### THE TASK
An exact copy is needed of the lines in the entries below from the line with "mark the car window | one pin per instance." up to and including the line with "mark the car headlight", and of nothing else. Leave the pictures out.
• • • • • • •
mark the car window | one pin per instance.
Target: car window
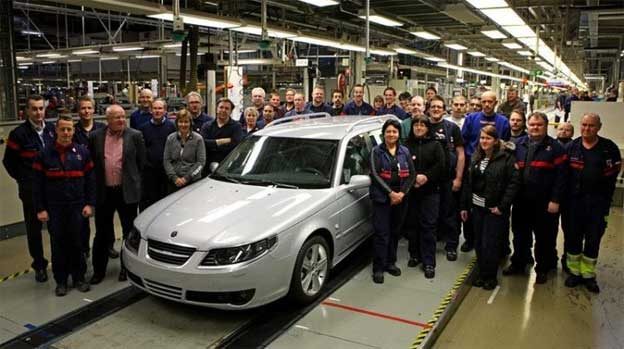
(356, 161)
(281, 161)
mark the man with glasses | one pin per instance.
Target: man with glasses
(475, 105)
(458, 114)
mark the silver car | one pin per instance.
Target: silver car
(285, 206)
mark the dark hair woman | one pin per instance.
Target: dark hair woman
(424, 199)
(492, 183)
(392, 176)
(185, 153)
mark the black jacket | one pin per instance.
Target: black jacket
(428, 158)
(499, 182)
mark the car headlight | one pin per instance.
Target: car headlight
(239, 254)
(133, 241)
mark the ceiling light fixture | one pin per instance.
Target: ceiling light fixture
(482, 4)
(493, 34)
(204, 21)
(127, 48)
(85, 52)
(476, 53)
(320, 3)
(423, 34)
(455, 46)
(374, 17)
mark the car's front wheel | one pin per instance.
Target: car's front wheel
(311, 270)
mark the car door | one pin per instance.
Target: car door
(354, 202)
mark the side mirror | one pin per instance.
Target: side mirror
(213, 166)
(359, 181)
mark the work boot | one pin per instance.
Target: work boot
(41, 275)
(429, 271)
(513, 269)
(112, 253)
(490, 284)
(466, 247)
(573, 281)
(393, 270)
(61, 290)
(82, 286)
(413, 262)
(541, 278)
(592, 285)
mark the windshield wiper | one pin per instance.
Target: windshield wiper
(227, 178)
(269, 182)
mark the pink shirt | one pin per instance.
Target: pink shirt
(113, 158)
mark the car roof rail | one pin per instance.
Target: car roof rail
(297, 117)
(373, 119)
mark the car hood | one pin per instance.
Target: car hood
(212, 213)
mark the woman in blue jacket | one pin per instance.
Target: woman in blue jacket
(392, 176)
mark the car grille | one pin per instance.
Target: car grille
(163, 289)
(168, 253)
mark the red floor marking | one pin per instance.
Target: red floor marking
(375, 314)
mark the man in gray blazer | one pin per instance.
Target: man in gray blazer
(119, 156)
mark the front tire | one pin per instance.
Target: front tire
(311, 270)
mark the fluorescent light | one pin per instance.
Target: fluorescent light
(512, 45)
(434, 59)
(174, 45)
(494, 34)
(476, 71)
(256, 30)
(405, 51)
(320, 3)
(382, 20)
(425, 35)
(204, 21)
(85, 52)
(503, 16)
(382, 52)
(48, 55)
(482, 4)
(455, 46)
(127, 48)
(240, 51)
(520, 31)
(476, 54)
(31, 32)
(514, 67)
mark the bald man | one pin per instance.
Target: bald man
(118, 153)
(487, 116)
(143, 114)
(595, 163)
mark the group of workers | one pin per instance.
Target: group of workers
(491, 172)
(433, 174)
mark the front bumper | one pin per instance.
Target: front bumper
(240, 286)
• • • • • • •
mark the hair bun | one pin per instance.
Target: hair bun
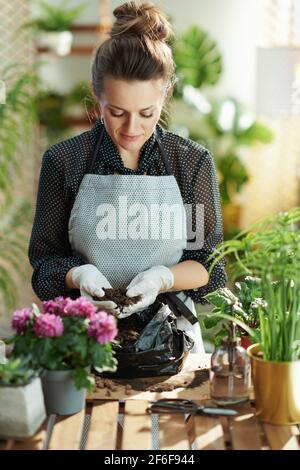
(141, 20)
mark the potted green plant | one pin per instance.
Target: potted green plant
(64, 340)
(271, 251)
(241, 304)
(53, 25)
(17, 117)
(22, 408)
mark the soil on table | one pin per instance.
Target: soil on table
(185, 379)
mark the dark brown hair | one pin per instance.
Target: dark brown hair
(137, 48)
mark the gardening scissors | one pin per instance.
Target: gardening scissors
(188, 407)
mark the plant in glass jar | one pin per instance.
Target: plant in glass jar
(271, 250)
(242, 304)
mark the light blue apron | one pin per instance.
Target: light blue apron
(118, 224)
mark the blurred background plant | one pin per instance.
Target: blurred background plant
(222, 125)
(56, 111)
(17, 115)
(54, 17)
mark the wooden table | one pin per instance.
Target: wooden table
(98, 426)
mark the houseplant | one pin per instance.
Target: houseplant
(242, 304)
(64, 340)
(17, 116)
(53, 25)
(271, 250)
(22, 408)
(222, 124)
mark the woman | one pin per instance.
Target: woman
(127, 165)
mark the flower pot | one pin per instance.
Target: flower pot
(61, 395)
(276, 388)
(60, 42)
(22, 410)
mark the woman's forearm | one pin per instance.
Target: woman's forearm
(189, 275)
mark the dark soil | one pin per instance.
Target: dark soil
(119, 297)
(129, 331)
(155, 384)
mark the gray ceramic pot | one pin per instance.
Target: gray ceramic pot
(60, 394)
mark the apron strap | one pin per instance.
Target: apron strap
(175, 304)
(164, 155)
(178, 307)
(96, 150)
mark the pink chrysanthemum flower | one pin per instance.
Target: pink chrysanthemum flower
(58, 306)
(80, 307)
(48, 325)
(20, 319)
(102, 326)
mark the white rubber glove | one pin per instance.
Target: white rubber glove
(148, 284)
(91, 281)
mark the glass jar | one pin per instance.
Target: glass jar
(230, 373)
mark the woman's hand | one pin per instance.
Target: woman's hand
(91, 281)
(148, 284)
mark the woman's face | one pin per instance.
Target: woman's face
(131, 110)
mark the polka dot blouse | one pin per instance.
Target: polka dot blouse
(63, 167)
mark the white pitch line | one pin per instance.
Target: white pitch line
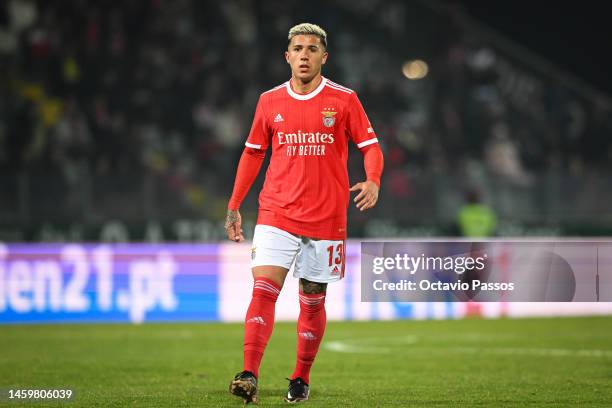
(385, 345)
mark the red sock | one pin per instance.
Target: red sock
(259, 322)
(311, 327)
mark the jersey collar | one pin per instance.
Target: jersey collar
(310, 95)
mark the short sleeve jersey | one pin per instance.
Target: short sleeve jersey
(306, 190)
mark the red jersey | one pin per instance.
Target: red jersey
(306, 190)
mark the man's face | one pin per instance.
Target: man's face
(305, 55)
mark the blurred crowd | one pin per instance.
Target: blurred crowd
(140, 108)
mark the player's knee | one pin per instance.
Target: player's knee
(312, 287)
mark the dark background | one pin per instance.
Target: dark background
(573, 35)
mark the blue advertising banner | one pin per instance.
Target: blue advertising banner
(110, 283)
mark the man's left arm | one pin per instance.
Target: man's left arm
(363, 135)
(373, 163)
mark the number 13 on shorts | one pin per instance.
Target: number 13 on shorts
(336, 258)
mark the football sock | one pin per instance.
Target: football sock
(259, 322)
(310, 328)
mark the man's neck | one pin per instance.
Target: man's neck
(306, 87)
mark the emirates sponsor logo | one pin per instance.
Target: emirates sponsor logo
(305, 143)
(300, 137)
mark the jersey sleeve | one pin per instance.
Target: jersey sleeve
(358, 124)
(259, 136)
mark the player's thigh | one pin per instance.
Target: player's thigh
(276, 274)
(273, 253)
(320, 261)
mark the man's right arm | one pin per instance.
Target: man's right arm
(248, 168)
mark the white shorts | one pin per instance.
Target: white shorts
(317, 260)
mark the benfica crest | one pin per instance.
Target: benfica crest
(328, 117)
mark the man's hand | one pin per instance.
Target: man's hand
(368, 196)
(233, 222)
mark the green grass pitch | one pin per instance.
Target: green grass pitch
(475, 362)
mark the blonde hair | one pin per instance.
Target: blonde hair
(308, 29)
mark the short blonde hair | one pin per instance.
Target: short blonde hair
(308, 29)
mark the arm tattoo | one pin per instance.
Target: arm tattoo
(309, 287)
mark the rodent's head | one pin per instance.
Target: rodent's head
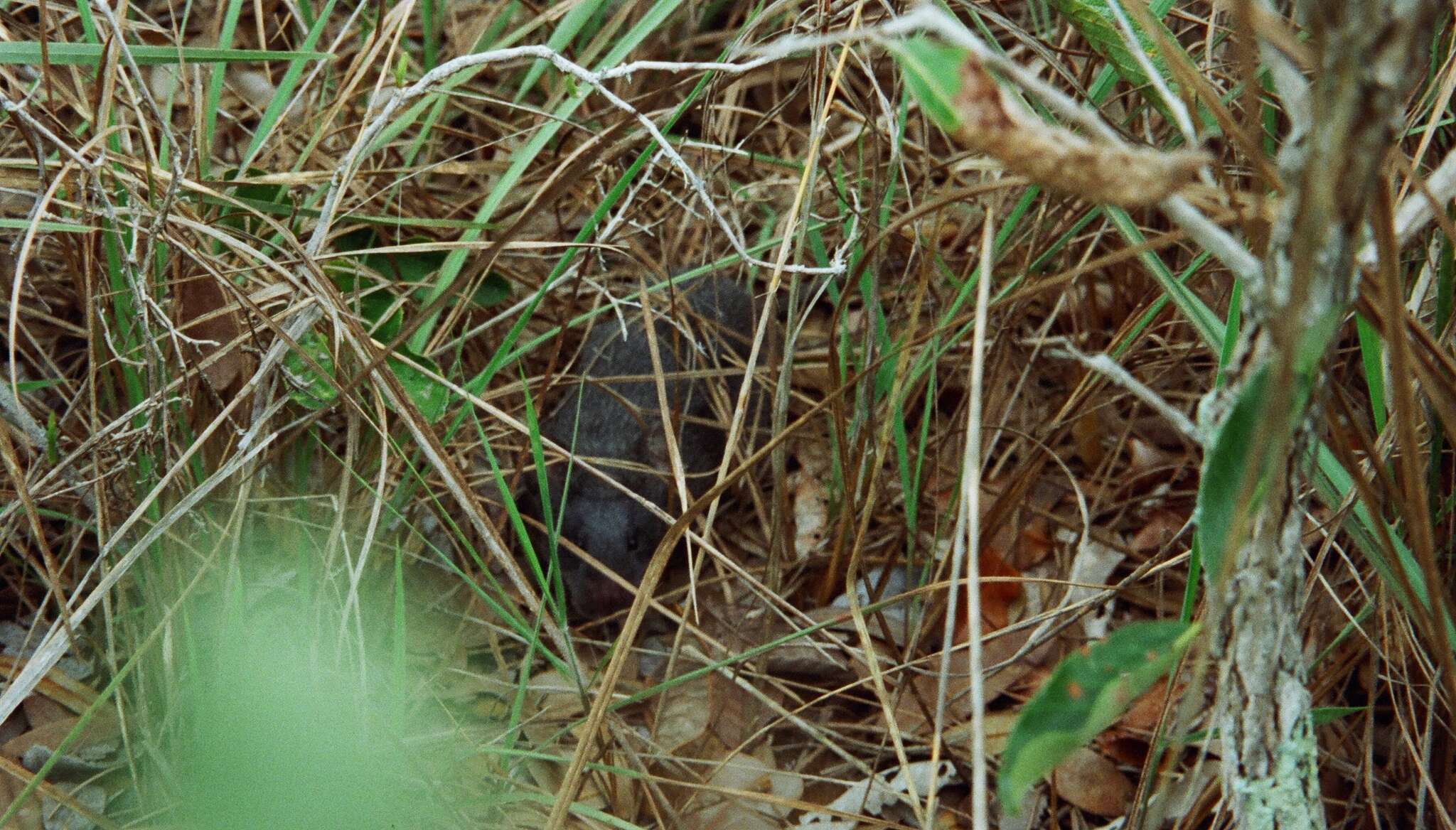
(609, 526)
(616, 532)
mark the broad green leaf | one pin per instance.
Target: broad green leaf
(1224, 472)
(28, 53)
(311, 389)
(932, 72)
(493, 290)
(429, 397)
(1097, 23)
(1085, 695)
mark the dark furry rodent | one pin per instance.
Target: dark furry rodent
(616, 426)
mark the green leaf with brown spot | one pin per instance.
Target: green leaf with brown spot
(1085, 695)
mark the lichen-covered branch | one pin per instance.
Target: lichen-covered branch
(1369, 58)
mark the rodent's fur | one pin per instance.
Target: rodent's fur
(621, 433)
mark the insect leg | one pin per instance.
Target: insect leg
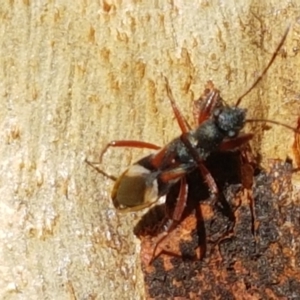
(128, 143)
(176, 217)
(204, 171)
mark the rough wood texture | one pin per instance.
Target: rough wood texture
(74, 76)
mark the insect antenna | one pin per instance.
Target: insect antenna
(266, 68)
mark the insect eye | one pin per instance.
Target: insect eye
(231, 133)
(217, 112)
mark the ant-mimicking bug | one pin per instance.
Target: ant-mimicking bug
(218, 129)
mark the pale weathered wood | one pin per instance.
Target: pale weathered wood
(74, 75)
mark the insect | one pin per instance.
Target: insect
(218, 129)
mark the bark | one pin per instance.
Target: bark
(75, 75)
• • • • • • •
### TASK RESPONSE
mark the car window | one pin per instance.
Target: car window
(356, 161)
(281, 161)
mark the man with glasses | one pin per instance.
Target: man with glasses
(475, 105)
(458, 114)
mark the silver car | one pin per instance.
Target: silver car
(285, 206)
mark the dark hair woman | one pin per instance.
Target: dark hair woman
(424, 199)
(492, 183)
(392, 176)
(185, 153)
mark the black jacket | one pin per instance.
Target: black jacket
(428, 158)
(499, 182)
mark the car headlight | one pin per instance.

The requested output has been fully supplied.